Selected excerpt ->
##############################

Mental Health in the Workplace

Businesses can improve productivity by providing preventative services.

After two DUIs and a pattern of arriving late to work, damaging her personal relationships and letting her professional responsibilities fall by the wayside, Allison knew that she had an alcohol problem. She knew that she needed help.

Frustrated by where she found herself, Allison took a leave of absence from her job to seek treatment. Within one year this once completely self-sufficient woman lost her job, income, driver license, home, vehicle, and overall sense of control.

The financial and emotional strain left her without many options, so she turned to Meridian Behavioral Healthcare, a local nonprofit healthcare organization that provides treatment options to individuals with mental illness and addictions.

There, she received intensive care and a case plan catered to her individual needs. Over the next five months, the healthcare professionals at Meridian worked tirelessly to help Allison get her life back on track and to help achieve her professional goals. Allison explained that “Meridian staff went above and beyond what they had to do for me.”

Regarding her experiences in the program, she explains that “It was a scary situation. I was intimidated by the population at Meridian at first until I realized we were all sharing a common thing, and eventually it felt like we had known each other forever.

“They help you realize that it’s a disease and teach you how to manage it.”

Today Allison has her disease under control and is constantly working to make amends for her actions. She still has some obstacles in her life, such as her reliance on public transportation and limitations in her career field, but thanks to Meridian, Allison says that her personal relationships are better than ever and that she has been given the tools to create a healthy lifestyle.

 

The Cost of Mental Illness

 

While “Allison’s” story is real and she is one of Meridian’s clients, we changed her name to protect her confidential health information. There are still many stigmas surrounding mental illnesses and addictions, but these challenges are more common than we would generally like to believe. One in four people around the world are affected by mental illness, and more than five percent have conditions so severe that they are disabling for periods of time.

Approximately 20 million Americans suffer from depression, which is greater than the number of people affected by coronary heart disease, cancer, or HIV/AIDS. The economic burden of depression by itself in this country is estimated at $30 billion.

##############################

Exercise requirements ->
• A. In the workplace mental health article, why was the name of the woman in the story changed?
• B. Reproduce word for word the passage of the workplace mental health article from "After two DUIs" to "she needed help.".

Dataset excerpts ->
##############################

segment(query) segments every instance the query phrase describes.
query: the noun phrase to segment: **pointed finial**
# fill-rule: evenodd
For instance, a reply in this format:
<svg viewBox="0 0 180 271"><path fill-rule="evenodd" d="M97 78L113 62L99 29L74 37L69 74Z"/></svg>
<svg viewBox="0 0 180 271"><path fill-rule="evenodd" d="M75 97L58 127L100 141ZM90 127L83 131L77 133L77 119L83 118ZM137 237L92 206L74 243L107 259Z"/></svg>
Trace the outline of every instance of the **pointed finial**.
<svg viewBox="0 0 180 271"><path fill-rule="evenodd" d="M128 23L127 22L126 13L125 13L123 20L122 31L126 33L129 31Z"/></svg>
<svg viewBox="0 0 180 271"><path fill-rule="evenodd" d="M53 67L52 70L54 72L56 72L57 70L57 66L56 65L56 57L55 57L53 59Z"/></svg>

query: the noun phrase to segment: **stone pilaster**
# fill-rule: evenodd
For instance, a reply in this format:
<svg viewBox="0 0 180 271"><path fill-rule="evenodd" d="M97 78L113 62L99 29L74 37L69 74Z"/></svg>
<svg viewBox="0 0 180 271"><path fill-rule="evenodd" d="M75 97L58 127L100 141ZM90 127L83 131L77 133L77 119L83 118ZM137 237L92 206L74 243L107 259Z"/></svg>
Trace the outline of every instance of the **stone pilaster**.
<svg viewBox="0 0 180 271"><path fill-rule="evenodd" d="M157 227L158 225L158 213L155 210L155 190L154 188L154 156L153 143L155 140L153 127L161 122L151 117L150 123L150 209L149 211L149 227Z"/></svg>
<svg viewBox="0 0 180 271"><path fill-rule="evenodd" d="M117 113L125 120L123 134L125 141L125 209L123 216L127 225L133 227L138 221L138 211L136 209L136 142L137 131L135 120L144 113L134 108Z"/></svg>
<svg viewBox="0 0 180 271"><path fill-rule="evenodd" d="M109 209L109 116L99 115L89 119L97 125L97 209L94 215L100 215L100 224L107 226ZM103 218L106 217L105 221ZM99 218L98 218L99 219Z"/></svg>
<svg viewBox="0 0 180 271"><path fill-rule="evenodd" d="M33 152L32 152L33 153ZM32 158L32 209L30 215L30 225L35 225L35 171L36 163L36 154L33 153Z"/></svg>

##############################

Solutions by task ->
• A. Her name was changed to protect her confidential health information. She is a real client of Meridian Behavioral Healthcare.

• B.
After two DUIs and a pattern of arriving late to work, damaging her personal relationships and letting her professional responsibilities fall by the wayside, Allison knew that she had an alcohol problem. She knew that she needed help.